### PROBLEM DESCRIPTION
Copy each line from the records below in which the word "moss" is found.

### THE DATA
****************************************
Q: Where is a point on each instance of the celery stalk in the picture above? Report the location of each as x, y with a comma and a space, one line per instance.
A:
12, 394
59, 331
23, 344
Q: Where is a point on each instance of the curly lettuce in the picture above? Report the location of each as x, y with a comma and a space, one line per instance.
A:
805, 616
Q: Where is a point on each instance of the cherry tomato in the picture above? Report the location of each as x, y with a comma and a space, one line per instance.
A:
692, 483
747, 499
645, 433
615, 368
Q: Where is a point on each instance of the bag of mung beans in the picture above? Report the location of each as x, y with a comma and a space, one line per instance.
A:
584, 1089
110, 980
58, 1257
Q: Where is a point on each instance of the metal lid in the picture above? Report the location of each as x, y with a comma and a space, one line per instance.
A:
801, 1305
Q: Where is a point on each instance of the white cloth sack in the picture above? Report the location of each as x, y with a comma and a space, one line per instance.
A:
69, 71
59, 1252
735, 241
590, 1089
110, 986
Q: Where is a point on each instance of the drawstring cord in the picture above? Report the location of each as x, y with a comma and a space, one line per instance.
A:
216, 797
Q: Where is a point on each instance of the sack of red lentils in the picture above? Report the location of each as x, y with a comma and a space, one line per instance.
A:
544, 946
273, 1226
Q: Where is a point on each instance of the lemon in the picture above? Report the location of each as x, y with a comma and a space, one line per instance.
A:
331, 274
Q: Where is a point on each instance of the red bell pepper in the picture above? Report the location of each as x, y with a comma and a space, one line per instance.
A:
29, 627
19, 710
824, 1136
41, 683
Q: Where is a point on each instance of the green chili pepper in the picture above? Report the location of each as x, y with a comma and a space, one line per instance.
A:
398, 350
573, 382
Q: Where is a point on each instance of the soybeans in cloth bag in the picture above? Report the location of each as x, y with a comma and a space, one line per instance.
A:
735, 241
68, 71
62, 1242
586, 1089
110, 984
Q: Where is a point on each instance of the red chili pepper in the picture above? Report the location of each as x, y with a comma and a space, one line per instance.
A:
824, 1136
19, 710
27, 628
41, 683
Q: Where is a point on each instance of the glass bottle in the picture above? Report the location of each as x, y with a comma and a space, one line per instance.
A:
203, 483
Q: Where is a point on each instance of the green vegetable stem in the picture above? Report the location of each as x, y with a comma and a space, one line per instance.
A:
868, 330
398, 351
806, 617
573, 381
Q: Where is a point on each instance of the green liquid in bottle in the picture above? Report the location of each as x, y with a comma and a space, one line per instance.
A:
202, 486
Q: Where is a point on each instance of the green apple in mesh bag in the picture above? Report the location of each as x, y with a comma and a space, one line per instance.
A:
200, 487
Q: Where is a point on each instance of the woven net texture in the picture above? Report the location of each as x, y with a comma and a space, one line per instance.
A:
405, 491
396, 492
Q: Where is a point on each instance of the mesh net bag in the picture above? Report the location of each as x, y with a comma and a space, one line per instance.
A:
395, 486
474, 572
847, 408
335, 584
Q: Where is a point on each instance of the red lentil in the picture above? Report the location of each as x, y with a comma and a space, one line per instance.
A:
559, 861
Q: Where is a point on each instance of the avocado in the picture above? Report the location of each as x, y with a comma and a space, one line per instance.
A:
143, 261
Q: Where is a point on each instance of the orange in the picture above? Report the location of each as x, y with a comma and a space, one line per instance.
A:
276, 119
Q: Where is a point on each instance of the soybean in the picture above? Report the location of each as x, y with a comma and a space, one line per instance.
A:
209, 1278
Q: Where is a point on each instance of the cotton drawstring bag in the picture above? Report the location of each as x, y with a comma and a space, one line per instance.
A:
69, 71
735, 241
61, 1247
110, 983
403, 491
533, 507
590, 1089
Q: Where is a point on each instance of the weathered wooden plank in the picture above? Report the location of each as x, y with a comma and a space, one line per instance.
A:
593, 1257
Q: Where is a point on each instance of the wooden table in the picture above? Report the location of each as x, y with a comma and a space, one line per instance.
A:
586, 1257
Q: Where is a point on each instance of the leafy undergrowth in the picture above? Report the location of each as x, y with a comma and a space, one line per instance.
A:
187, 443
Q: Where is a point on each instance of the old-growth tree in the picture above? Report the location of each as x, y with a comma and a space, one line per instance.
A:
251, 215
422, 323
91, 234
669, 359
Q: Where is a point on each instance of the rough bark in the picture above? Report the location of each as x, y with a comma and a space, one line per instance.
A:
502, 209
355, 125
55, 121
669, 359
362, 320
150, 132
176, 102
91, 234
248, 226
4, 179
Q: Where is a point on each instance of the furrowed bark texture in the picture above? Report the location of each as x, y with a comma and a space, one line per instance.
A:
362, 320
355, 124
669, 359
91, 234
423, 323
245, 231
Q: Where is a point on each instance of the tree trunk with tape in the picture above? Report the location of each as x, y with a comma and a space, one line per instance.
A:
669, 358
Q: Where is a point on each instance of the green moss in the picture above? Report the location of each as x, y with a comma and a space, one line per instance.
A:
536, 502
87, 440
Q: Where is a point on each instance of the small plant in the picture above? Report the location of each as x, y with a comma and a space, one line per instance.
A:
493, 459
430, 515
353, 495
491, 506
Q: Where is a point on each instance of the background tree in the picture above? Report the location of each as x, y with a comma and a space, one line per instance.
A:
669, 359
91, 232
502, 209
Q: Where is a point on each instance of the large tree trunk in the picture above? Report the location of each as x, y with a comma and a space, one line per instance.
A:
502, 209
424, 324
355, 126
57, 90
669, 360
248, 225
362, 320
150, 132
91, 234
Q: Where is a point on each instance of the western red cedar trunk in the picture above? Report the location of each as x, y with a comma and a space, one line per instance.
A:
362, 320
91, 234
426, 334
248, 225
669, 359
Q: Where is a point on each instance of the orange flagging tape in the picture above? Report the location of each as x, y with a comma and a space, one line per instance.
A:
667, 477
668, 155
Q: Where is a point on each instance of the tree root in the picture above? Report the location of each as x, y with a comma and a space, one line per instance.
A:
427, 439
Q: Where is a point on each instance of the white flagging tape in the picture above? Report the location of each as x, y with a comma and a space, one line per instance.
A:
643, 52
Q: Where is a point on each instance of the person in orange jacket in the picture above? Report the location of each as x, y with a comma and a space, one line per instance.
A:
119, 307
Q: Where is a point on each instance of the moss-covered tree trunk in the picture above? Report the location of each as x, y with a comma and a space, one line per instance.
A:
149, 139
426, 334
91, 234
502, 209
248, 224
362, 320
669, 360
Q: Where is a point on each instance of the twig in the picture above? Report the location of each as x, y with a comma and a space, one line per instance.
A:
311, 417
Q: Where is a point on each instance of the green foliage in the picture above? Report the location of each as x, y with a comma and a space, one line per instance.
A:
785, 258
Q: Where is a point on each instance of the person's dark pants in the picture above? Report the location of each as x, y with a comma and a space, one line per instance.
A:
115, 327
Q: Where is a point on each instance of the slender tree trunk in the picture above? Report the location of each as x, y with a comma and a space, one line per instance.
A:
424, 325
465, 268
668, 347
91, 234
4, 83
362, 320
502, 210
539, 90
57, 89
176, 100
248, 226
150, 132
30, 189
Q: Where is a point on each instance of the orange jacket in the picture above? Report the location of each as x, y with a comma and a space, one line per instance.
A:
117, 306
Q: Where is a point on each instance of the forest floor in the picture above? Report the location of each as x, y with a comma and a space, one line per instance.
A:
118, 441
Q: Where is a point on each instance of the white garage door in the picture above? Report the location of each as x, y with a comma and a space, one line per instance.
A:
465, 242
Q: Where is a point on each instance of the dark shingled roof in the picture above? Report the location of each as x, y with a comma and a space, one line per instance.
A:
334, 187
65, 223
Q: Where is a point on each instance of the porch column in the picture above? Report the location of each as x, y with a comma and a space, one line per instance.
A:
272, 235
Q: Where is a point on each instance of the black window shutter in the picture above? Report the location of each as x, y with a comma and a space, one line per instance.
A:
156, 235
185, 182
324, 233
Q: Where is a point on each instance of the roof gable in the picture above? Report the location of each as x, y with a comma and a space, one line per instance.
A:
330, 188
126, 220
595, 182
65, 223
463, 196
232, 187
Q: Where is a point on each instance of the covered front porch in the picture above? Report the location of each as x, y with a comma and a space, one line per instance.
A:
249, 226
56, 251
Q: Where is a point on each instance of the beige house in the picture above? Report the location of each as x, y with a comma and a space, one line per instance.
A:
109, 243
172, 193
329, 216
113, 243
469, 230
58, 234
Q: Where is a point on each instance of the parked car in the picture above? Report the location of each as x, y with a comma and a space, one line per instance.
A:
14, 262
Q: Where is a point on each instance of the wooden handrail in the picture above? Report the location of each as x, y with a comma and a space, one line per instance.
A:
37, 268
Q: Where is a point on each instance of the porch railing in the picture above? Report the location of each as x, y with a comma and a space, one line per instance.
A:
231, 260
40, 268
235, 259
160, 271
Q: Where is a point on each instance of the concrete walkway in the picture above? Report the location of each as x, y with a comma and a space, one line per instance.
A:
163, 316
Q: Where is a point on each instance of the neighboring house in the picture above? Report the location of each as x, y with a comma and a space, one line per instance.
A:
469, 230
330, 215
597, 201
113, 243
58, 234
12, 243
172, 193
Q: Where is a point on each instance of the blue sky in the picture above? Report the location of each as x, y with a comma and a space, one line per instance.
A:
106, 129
****************************************
### ANSWER SECTION
Q: Where is a point on each instance of the green moss in the picture above? Report the location of each as x, y with a comma and a space, one line per instance.
Q: Where is a point on each instance of the moss-covered tree trunk in the picture above? Report the location of each as x, y with a comma and a space, one line per instance.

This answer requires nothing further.